[Entries from a pointing dataset]
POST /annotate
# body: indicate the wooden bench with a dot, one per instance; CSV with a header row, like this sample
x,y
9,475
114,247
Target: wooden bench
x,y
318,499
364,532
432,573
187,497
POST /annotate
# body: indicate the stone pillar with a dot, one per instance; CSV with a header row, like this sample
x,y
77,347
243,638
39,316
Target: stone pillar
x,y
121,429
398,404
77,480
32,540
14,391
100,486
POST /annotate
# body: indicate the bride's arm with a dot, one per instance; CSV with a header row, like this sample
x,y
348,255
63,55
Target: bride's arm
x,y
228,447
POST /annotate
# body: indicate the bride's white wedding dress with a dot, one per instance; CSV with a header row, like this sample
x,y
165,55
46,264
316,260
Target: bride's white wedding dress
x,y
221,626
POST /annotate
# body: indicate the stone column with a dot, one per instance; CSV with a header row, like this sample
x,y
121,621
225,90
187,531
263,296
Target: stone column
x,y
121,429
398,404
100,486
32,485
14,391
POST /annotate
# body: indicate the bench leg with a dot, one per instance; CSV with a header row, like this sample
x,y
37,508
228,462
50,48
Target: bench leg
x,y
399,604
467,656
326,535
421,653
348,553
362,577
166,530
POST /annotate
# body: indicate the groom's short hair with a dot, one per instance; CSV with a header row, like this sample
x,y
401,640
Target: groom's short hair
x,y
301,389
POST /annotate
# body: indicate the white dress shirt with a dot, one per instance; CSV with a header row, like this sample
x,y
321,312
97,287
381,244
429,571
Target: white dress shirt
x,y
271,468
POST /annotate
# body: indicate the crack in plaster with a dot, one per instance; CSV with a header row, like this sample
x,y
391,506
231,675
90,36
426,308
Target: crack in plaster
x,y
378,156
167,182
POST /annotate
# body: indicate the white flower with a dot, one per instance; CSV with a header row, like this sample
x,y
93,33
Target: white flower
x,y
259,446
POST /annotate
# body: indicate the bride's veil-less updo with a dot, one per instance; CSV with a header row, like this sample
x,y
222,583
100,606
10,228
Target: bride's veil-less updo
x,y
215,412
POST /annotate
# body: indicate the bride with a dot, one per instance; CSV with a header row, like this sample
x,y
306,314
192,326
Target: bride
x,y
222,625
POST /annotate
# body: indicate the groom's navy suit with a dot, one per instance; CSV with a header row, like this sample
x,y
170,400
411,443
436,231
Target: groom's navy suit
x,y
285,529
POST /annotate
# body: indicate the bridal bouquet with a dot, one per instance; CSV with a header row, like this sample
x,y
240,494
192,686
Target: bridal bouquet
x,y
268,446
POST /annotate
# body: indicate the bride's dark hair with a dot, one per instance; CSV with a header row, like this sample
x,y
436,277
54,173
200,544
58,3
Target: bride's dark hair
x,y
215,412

▸ **Brief**: Write out all of the records once more, exactly.

▸ **Result**:
POST /annotate
# body: indicate the wooden bench with a dot, one per instance; CSV with a header row, like this sample
x,y
9,475
114,247
Target: wooden bench
x,y
318,499
364,532
432,573
187,497
POST /annotate
# body: indicate the stone pillar with a dot, one per instance; CSV with a header row, like this sample
x,y
77,347
243,638
39,316
Target: stone pillar
x,y
121,429
398,404
77,480
32,540
14,391
100,486
POST /annotate
# body: indicate the bride's arm with a dot, one per instance; CSV with a header row, like this sample
x,y
348,255
63,55
Target: bride's arm
x,y
228,447
POST /annotate
# body: indicate the bride's white wedding dress with a dot, one per instance; CSV with a header row, like this sample
x,y
165,55
46,264
316,260
Target: bride's white wedding dress
x,y
221,626
POST /annotate
# body: indicate the stone column with a dot, one per instance; CSV with a header row, like this sample
x,y
121,621
225,90
187,531
263,296
Target: stone column
x,y
121,429
398,404
100,486
32,485
14,391
POST /annotate
# body: indicate the bench leg with a dot, one per instance; CSV with a header row, like this sample
x,y
37,508
228,462
50,48
Target: bench leg
x,y
399,604
467,656
326,535
421,653
348,553
362,577
166,530
POST /annotate
# body: indicate the groom's short hair with a dot, one per instance; CSV with a header row, like this sample
x,y
401,640
Target: groom's short hair
x,y
301,389
POST /annotate
# body: indicate the white dress shirt with a dot, one per instance; CSV with a header row, like this sample
x,y
321,312
97,287
381,244
429,571
Target: white dress shirt
x,y
271,468
POST /annotate
# body: indicate the crack in plaster with a dot, one per instance; CSV with a header row, like this sample
x,y
391,506
231,675
90,36
426,308
Target: crack in plaster
x,y
378,156
167,182
POST /annotate
# body: indicate the white flower with a dot, one per instance; CSV with a header row, like this sample
x,y
93,33
Target: white flower
x,y
259,446
POST /annotate
# body: indicate the bride's veil-less updo with a dot, one per instance; CSV with a header row, like this sample
x,y
222,583
100,606
10,228
Target: bride's veil-less updo
x,y
215,412
POST /annotate
# body: indicate the bride with a dot, one per instance; CSV with a header row, like this sample
x,y
306,314
192,326
Target: bride
x,y
222,625
POST /annotate
# body: indicate the groom's navy suit with a dot, one per instance; CSV with a header row, like this sample
x,y
170,400
411,443
436,231
Target: groom's navy suit
x,y
285,529
POST /annotate
# body: indicate the bridal bouquet with a dot, one per instance; CSV with a header row, like this sample
x,y
240,494
192,686
Target: bridal bouquet
x,y
268,446
POST /annotate
# body: indicate the bride's dark hair with a dot, one per instance; CSV with a header row, like this sample
x,y
436,277
54,173
200,544
58,3
Target: bride's dark hair
x,y
215,412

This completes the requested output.